Excerpt to read -
....

Pastors in southeastern Manitoba seem to unanimously agree that organizing Sunday school is the most significant challenge they have faced since COVID-19 first began.

Now more or less accustomed to the depleted congregations, masked worship, and online teaching closely linked to the pandemic, a big struggle for many is how to continue to engage children in the Christian faith.

Some churches, like Maranatha in Niverville, shut their Sunday school classroom doors the moment the coronavirus came knocking and have not approached the matter since. Others, like Steinbach CMC, have small enough populations of young people that their classes can continue almost as normal but dispersed throughout the church building to allow for physical distancing.

Many churches, though, have found their solutions to be less easy to come by.

....

Questions on the material -
a) Answer each from the Sunday school article:
(i) What do pastors in southeastern Manitoba agree has been their most significant challenge since COVID-19 first began?
(ii) Which church in Niverville closed its Sunday school classroom doors when the coronavirus arrived?
(iii) How has Steinbach CMC arranged its classes to allow for physical distancing?
b) Repeat word for word the part of the Sunday school article that opens with the words "Now more or" and closes with "to come by.".
The listing after this is separate material with no connection to the Sunday school article.

....

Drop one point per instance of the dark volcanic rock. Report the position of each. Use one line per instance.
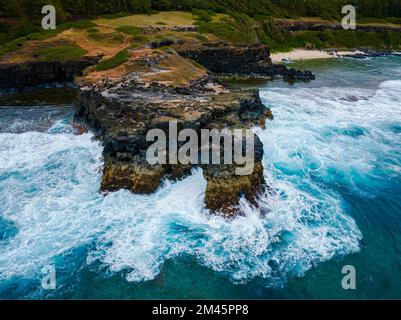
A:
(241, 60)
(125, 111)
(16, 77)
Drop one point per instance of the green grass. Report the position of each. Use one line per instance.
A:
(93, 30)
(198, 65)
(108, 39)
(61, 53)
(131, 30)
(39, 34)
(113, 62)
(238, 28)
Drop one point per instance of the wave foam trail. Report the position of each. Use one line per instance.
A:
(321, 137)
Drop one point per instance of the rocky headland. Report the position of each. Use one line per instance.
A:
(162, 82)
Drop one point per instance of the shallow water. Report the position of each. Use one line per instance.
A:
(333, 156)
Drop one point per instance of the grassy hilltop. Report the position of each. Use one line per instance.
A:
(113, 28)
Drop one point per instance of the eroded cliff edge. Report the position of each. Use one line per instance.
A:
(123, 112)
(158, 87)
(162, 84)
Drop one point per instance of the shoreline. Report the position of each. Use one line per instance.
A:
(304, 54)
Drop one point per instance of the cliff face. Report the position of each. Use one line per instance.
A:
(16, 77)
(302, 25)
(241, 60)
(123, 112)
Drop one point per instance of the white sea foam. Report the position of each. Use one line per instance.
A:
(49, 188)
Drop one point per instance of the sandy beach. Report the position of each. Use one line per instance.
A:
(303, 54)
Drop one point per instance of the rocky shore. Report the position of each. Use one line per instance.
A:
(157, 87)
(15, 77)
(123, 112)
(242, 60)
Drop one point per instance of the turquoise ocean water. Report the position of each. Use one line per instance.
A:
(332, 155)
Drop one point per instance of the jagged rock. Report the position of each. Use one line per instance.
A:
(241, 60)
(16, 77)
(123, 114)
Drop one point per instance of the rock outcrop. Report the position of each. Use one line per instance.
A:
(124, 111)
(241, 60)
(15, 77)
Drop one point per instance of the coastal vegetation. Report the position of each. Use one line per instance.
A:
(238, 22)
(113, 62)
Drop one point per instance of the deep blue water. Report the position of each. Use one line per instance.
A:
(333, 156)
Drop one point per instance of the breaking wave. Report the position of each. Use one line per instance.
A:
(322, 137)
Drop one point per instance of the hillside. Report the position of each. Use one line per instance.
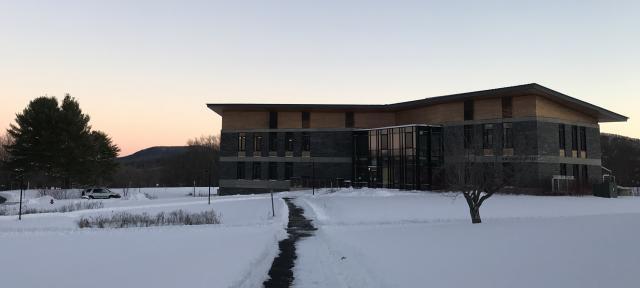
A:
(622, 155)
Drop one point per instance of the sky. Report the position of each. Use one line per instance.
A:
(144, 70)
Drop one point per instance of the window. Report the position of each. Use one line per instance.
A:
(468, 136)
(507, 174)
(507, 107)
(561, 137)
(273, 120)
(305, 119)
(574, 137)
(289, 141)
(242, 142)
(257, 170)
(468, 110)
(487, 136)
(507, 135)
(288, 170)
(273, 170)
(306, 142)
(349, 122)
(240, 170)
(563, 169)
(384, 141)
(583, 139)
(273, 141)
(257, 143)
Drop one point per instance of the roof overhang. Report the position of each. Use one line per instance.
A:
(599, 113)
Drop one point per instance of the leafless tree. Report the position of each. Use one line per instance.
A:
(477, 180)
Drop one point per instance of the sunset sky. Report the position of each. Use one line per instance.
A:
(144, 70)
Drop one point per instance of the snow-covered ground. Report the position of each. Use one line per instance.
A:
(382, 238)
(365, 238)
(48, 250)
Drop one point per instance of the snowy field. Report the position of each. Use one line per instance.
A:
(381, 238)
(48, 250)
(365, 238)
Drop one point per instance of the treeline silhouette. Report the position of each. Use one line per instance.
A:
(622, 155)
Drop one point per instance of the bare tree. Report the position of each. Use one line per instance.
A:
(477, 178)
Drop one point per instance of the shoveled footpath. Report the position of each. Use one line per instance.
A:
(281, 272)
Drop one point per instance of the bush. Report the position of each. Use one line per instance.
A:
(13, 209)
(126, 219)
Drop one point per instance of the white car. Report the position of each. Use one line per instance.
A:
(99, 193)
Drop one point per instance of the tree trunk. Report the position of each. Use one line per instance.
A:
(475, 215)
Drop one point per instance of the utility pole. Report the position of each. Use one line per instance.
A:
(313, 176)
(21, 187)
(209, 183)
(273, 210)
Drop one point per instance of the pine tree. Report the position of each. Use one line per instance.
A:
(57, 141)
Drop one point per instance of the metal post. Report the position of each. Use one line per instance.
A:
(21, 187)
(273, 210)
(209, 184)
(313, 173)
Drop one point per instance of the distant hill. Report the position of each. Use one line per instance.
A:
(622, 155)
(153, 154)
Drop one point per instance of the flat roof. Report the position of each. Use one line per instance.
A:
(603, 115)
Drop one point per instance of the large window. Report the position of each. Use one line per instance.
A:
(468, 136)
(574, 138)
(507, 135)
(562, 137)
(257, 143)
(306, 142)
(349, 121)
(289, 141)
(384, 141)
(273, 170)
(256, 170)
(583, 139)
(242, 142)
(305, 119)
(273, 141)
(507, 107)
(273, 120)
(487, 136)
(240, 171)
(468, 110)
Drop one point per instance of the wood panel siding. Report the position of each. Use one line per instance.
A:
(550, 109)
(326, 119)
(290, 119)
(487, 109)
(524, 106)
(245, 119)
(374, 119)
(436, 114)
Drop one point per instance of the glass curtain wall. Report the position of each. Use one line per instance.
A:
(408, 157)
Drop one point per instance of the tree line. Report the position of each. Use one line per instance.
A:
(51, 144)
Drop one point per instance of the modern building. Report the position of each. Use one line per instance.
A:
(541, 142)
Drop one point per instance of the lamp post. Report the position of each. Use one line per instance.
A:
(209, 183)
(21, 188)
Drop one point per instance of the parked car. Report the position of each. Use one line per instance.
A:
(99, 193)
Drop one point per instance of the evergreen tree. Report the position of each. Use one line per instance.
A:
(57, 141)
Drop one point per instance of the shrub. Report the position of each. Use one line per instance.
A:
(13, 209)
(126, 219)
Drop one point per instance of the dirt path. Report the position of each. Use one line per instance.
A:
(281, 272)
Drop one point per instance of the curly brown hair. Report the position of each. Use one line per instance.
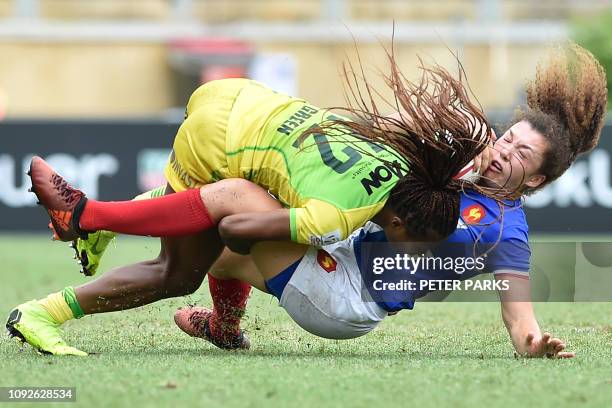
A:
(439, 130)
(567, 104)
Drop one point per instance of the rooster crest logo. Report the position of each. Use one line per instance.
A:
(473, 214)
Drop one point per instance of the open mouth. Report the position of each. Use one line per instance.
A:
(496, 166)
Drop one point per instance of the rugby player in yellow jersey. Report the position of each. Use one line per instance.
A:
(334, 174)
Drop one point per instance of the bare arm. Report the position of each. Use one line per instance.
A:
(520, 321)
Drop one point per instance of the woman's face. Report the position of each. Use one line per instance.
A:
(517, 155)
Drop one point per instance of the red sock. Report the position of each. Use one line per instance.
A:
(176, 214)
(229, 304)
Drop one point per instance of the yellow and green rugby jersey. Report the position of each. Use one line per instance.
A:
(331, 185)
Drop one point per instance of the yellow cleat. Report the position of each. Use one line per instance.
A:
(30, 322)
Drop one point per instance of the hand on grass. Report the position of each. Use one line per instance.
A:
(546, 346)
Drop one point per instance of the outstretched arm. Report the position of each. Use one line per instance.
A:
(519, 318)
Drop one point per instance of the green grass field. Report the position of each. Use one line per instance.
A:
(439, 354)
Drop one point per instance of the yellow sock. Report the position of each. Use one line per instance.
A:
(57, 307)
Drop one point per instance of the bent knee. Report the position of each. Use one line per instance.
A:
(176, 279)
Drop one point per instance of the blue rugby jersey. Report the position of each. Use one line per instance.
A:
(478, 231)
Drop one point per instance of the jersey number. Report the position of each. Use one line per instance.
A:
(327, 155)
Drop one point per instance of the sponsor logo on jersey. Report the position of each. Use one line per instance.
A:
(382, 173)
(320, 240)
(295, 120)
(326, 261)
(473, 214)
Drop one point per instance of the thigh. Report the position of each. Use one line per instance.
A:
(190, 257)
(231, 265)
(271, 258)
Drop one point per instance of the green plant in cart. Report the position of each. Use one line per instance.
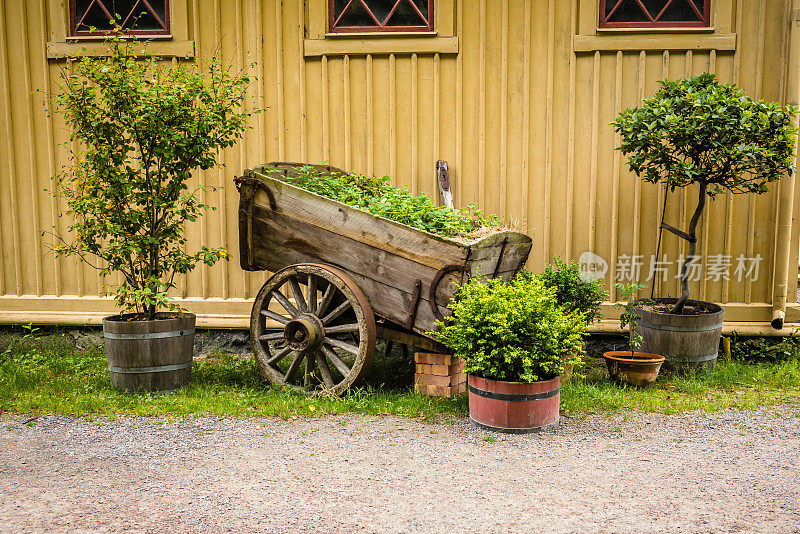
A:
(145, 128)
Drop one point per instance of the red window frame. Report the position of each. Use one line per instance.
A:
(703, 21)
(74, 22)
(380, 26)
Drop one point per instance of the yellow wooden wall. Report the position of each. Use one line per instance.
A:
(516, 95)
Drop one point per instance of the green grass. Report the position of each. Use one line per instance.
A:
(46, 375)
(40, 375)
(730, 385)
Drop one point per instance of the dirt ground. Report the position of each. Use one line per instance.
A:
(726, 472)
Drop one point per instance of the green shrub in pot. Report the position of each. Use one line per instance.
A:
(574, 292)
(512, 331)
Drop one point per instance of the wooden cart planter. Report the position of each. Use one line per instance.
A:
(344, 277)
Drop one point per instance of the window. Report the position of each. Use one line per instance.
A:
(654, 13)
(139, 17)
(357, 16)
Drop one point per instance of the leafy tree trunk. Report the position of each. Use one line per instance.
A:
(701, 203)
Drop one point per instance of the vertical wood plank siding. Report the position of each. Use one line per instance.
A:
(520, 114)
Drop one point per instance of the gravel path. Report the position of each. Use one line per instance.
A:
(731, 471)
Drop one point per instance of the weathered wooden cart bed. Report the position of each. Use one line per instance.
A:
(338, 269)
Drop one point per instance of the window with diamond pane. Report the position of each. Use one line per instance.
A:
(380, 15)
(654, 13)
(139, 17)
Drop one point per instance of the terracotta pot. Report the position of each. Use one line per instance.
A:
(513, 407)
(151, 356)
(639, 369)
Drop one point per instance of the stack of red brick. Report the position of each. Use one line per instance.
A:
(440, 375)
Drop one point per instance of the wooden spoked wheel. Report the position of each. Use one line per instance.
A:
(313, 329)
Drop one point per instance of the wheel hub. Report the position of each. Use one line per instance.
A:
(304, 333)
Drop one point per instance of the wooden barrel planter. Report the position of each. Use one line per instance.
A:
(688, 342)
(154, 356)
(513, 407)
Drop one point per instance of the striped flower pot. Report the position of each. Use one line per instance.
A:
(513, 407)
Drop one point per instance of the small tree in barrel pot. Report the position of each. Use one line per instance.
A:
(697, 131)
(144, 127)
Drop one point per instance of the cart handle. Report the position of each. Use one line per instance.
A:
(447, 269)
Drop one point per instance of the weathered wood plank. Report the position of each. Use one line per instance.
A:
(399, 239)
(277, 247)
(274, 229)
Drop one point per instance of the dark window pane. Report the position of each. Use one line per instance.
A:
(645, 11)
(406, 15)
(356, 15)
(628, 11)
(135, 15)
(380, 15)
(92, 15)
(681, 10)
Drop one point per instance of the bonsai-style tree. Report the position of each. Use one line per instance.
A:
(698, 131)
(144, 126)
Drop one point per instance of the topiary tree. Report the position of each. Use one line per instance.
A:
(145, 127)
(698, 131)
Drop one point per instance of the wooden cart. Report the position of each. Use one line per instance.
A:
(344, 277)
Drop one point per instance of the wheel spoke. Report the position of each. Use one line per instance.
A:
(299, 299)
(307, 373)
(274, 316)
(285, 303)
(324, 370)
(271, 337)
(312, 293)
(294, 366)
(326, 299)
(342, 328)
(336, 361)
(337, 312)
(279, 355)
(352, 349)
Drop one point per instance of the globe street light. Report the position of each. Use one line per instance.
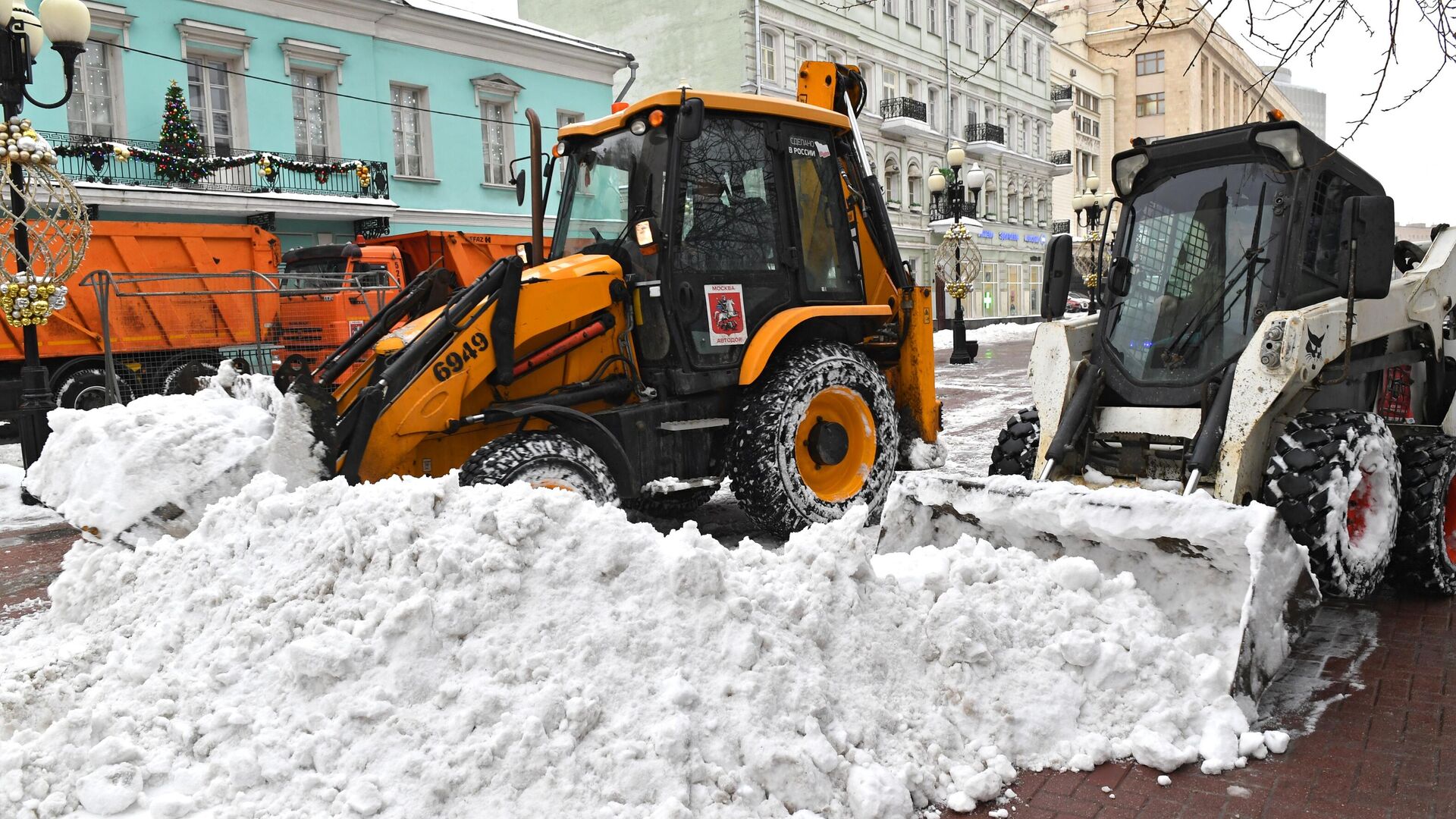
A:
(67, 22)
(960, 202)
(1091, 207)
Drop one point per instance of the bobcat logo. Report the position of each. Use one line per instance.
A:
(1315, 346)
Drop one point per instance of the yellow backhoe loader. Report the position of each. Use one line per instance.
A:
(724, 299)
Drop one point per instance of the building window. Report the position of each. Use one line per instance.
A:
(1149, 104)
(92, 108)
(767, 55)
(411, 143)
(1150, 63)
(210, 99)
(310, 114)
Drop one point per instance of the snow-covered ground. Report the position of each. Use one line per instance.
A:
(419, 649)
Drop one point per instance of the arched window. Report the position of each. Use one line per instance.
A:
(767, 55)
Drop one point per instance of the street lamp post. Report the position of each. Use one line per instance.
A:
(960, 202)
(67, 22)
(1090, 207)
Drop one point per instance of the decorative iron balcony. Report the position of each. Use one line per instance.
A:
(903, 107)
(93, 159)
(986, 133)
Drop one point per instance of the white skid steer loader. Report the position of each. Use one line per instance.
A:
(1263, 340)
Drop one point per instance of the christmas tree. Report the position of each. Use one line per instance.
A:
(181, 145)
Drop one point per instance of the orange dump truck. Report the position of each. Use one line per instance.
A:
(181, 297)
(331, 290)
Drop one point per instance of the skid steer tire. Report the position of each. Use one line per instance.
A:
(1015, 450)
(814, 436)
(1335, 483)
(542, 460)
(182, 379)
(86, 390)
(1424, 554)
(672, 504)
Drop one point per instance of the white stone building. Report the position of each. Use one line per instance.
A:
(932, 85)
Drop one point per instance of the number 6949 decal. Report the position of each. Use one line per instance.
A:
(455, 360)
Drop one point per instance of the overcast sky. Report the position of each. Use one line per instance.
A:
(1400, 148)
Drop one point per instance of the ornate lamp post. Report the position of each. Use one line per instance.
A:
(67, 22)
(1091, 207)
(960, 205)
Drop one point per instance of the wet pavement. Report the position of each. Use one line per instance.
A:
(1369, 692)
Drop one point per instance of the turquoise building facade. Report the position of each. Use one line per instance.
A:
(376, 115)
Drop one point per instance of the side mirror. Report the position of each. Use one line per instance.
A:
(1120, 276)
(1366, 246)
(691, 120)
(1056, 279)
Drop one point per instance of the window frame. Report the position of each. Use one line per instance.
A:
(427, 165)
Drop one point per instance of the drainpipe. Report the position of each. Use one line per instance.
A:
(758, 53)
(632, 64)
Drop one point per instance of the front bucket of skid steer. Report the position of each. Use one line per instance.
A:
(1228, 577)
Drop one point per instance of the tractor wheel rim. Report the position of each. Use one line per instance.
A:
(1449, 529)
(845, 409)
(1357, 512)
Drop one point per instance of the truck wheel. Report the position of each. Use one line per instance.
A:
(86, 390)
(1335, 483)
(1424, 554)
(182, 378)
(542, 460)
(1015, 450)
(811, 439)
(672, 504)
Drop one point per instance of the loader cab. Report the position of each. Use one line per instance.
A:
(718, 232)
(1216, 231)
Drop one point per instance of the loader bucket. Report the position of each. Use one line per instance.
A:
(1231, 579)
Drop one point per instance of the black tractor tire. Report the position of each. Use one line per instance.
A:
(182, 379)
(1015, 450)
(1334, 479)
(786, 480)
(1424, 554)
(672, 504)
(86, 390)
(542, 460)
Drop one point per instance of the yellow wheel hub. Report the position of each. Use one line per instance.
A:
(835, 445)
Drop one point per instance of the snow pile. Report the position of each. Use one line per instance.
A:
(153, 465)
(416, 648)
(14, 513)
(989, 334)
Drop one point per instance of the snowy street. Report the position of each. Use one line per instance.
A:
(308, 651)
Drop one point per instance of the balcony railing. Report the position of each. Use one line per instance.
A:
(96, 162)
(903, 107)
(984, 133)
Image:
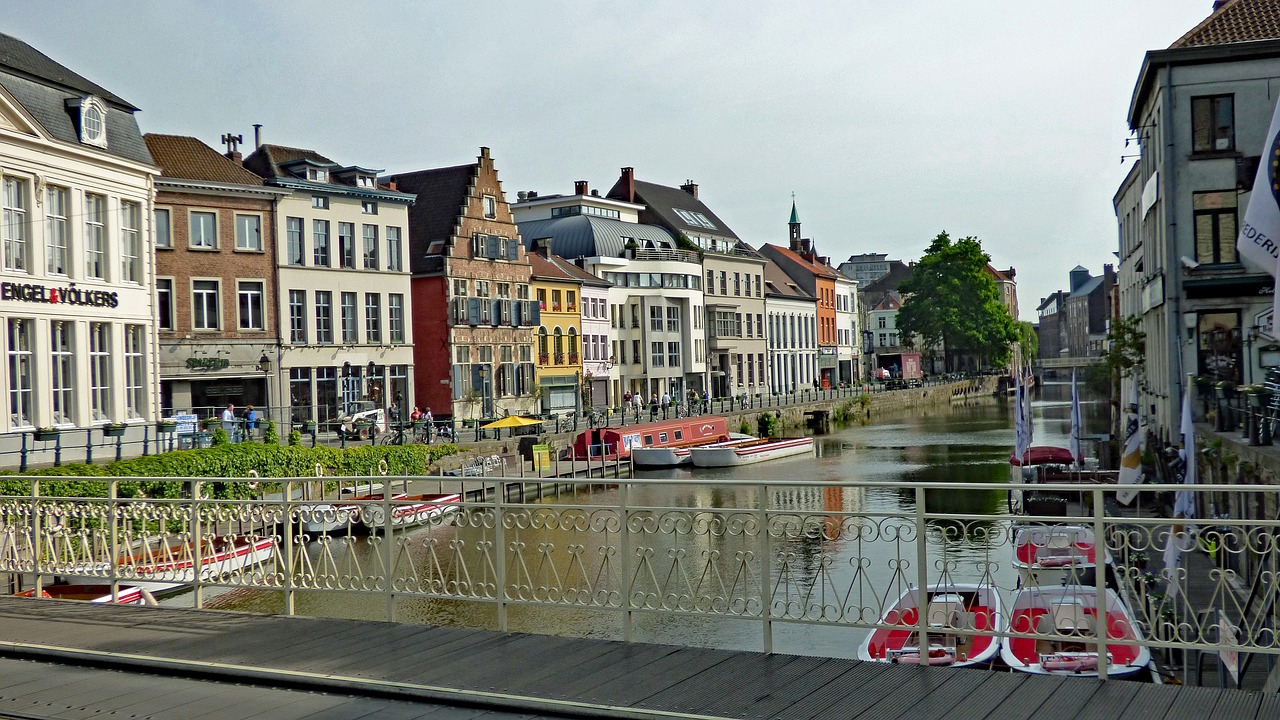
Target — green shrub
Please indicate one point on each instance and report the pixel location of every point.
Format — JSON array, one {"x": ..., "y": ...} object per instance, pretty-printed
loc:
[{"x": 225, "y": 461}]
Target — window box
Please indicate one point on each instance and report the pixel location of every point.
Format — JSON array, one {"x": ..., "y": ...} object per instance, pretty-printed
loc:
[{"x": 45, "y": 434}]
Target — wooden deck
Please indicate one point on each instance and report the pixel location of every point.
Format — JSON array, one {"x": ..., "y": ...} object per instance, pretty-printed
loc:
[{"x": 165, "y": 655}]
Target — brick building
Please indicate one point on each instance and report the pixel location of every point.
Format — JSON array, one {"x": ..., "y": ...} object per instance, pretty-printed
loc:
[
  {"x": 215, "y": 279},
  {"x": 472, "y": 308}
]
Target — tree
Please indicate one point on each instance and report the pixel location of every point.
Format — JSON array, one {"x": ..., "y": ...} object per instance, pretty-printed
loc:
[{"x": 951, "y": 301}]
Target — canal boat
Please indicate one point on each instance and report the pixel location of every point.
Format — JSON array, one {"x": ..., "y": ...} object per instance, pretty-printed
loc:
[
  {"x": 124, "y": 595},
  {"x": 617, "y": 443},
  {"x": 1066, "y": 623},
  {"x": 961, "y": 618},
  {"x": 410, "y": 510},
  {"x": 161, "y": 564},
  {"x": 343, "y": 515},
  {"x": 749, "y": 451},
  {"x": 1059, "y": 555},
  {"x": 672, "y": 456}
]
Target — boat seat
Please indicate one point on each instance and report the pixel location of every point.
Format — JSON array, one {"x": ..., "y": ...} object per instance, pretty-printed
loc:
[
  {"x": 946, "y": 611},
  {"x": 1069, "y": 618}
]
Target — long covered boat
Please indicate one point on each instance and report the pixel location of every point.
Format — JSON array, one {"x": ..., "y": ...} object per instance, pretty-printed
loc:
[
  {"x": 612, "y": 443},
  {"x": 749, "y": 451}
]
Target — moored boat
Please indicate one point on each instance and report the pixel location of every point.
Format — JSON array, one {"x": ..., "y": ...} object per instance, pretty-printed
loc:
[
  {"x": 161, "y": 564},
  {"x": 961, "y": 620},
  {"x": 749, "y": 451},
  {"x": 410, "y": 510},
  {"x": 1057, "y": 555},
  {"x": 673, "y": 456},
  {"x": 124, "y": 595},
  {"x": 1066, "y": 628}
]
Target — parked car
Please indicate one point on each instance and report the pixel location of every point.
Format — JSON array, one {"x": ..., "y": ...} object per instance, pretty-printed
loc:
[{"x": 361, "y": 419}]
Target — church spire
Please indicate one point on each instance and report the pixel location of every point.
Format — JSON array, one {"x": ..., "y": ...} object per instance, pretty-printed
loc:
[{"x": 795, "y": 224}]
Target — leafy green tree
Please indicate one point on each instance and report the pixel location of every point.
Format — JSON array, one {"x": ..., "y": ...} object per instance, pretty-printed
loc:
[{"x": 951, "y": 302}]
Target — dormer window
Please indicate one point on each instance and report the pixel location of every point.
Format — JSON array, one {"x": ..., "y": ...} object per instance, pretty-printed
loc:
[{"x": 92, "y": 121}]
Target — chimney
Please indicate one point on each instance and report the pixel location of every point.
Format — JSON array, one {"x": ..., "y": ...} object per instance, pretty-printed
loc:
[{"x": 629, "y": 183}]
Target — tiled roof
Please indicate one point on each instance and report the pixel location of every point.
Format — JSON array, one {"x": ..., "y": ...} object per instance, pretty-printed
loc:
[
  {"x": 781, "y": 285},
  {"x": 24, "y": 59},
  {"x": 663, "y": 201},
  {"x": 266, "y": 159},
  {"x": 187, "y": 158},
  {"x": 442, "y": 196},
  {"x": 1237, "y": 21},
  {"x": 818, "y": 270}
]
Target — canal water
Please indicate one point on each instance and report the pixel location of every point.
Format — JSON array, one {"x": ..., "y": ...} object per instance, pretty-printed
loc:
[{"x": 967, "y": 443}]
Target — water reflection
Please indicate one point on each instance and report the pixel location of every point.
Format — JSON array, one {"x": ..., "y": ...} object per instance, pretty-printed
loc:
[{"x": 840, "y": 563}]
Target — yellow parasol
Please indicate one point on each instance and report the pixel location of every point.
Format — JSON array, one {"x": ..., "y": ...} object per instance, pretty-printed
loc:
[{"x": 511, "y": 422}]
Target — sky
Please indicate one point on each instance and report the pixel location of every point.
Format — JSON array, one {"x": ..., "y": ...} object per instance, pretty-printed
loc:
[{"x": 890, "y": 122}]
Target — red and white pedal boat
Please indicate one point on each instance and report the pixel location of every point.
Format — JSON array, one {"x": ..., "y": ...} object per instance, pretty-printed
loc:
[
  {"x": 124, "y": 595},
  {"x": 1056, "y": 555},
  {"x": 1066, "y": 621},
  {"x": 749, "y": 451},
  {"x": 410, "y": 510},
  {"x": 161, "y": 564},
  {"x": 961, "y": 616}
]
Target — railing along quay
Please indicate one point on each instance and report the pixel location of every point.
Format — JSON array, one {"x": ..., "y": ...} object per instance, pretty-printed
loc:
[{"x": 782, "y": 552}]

....

Solutions per task -
a)
(i) Organizing Sunday school.
(ii) Maranatha.
(iii) Its classes are dispersed throughout the church building.

b)
Now more or less accustomed to the depleted congregations, masked worship, and online teaching closely linked to the pandemic, a big struggle for many is how to continue to engage children in the Christian faith.

Some churches, like Maranatha in Niverville, shut their Sunday school classroom doors the moment the coronavirus came knocking and have not approached the matter since. Others, like Steinbach CMC, have small enough populations of young people that their classes can continue almost as normal but dispersed throughout the church building to allow for physical distancing.

Many churches, though, have found their solutions to be less easy to come by.